(Exercise objective)
Copy each line of the records exactly, stopping only after the line that contains "Target: sparse vegetation" has been written, and leave pictures out.

(Input)
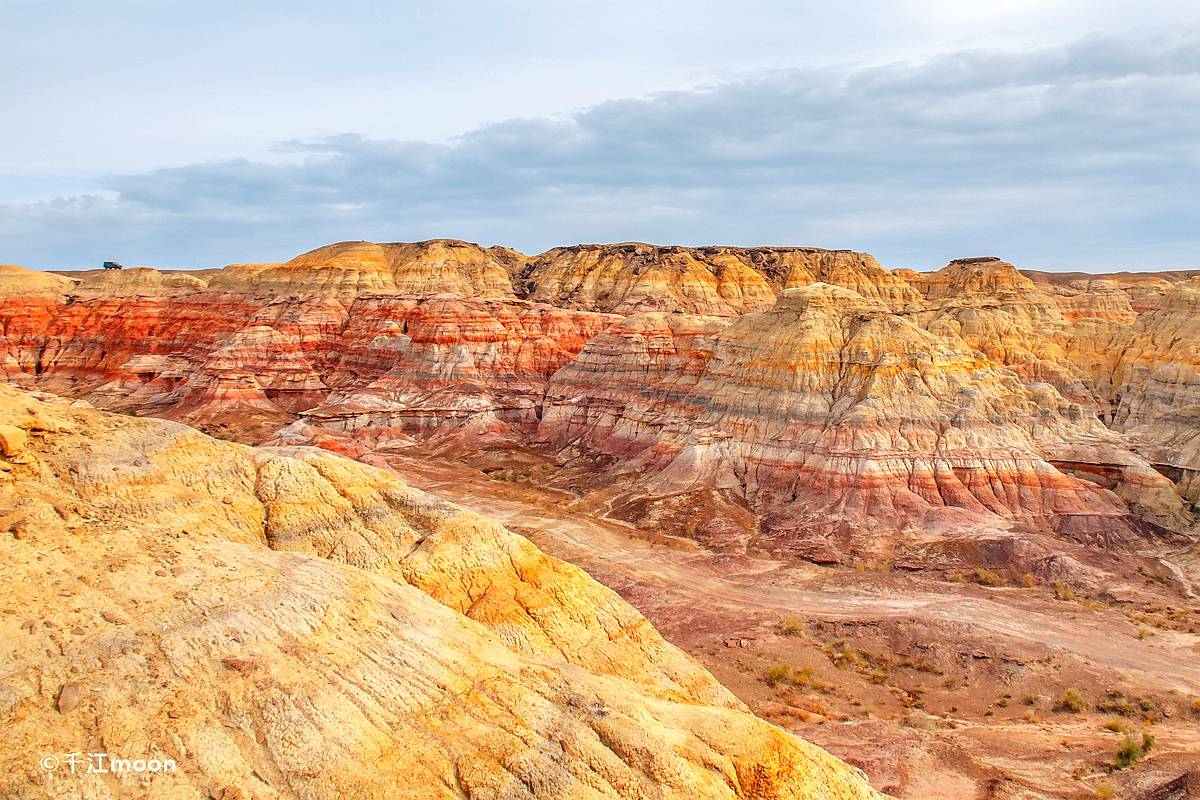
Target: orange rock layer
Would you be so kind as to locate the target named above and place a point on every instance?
(814, 388)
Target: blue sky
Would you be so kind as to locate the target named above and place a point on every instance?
(1059, 134)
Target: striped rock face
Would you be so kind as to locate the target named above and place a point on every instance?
(829, 413)
(287, 623)
(719, 281)
(802, 394)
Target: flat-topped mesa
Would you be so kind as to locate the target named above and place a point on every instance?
(424, 268)
(829, 413)
(321, 612)
(137, 281)
(721, 281)
(17, 281)
(984, 276)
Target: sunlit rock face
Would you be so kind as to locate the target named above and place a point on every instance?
(367, 268)
(807, 390)
(251, 614)
(720, 281)
(829, 410)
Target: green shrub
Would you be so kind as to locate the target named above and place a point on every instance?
(1072, 701)
(777, 674)
(1131, 750)
(1116, 725)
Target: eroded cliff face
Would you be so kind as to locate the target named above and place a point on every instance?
(720, 281)
(784, 397)
(831, 414)
(279, 620)
(367, 268)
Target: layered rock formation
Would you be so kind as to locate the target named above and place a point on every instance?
(807, 390)
(361, 268)
(289, 624)
(723, 281)
(831, 413)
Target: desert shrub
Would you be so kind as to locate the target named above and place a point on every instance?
(988, 578)
(1116, 725)
(777, 674)
(1131, 750)
(1072, 701)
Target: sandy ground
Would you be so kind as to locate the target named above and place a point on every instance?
(936, 689)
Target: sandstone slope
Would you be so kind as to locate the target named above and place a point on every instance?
(289, 624)
(831, 413)
(358, 268)
(724, 281)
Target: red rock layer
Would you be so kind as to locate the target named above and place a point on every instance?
(829, 409)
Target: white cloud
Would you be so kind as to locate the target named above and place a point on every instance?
(1075, 156)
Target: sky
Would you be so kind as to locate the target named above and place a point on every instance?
(1054, 133)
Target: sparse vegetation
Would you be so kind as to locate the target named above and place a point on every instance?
(1116, 725)
(1132, 750)
(988, 578)
(1072, 701)
(777, 674)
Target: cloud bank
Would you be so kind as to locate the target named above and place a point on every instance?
(1078, 156)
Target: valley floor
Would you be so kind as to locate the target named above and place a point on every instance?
(936, 689)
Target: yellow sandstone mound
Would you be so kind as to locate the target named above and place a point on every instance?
(19, 281)
(366, 268)
(283, 623)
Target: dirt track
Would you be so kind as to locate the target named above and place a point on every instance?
(673, 578)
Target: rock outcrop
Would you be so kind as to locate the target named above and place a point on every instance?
(288, 623)
(724, 281)
(829, 413)
(802, 389)
(367, 268)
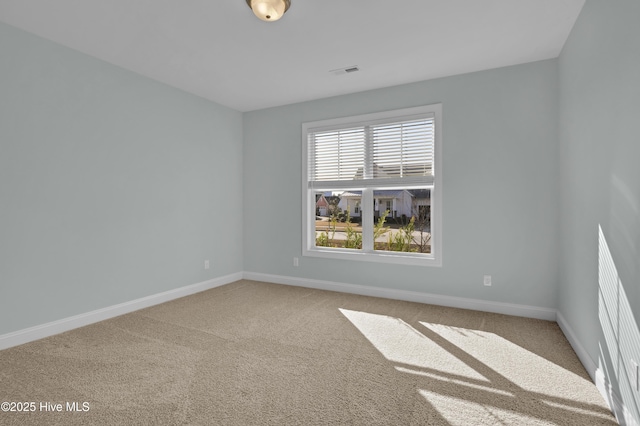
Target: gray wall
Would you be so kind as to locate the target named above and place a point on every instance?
(599, 293)
(500, 207)
(112, 186)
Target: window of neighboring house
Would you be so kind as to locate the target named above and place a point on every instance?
(387, 167)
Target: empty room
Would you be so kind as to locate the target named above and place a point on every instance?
(279, 212)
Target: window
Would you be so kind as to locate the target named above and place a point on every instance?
(383, 172)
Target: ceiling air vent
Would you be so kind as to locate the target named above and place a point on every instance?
(346, 70)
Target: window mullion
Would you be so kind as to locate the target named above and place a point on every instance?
(367, 219)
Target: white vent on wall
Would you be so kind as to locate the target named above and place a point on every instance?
(345, 70)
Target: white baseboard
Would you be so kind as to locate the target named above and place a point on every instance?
(410, 296)
(55, 327)
(617, 407)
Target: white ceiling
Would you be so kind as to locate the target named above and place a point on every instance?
(219, 50)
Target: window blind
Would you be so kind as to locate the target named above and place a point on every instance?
(399, 152)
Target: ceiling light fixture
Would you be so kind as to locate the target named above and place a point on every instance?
(269, 10)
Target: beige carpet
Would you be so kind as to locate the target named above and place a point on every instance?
(252, 353)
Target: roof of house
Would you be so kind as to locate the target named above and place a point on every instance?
(382, 193)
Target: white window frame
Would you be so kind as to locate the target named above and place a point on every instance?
(309, 247)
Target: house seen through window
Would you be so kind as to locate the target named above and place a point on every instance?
(372, 187)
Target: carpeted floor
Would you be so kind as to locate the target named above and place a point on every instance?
(252, 353)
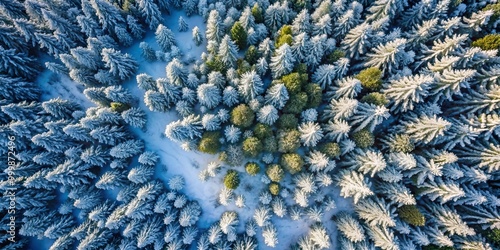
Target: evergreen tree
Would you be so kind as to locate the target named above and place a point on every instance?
(17, 64)
(183, 26)
(383, 237)
(124, 37)
(228, 51)
(147, 52)
(270, 235)
(127, 149)
(176, 72)
(357, 40)
(239, 35)
(250, 85)
(109, 16)
(407, 91)
(375, 212)
(368, 116)
(350, 227)
(215, 27)
(353, 185)
(197, 36)
(425, 129)
(135, 27)
(283, 62)
(121, 65)
(165, 38)
(268, 114)
(348, 20)
(276, 16)
(209, 95)
(302, 22)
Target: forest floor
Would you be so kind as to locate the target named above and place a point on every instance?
(176, 161)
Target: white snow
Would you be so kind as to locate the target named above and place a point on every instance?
(176, 161)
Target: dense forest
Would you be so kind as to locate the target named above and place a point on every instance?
(391, 105)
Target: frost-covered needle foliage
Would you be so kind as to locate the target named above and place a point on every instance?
(394, 105)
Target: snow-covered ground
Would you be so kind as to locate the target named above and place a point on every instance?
(176, 161)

(Answer to this task)
Target: orange rock layer
Would you be so kind as to locate the target named above and place a point on every instance?
(814, 388)
Target: blue sky
Would you be so kind as to locate the target named above and place a point on every instance?
(1059, 134)
Target: striped rock face
Would you be so kind as to locate the target named above and place a point on every instance?
(829, 413)
(287, 623)
(719, 281)
(802, 394)
Target: flat-topped mesa
Would you be so kind as to locate the target named above and place a point on every instance?
(424, 268)
(829, 413)
(321, 612)
(137, 281)
(721, 281)
(17, 281)
(984, 276)
Target: sunlit rock face
Would you be so kind as to locate the target named above and place a point on every instance?
(367, 268)
(807, 390)
(251, 614)
(720, 281)
(829, 410)
Target: green shrub
Would you be so kind as to locate the target named above and place a point on every instance?
(1072, 701)
(777, 674)
(1131, 750)
(1116, 725)
Target: eroded cliff face
Would you be so kind as to locate the target named above and place a point on every instance?
(720, 281)
(784, 397)
(831, 414)
(279, 620)
(367, 268)
Target: layered rock formation
Would you be so kind as to locate the target named above and place a point on every instance?
(807, 390)
(361, 268)
(289, 624)
(723, 281)
(831, 413)
Target: desert shrub
Would you be so kind as to locate the target named above and place a point on every instance?
(988, 578)
(1116, 725)
(777, 674)
(1131, 750)
(1072, 701)
Target: sandy ground
Would you be so kind as to locate the target named above and place a point on every instance?
(936, 689)
Target: sandstone slope
Would you be so kind as to locate the target named above and place a point on every instance?
(289, 624)
(831, 413)
(358, 268)
(724, 281)
Target: red rock layer
Would you be so kind as to locate the target named above and place a point on every instance?
(829, 409)
Target: white cloud
Would you be so kind as to locate the target named above and place a point on every instance?
(1075, 156)
Target: sky
Would you be so kind as to locate the target named above and place a point on every instance?
(1054, 133)
Target: sparse vegetation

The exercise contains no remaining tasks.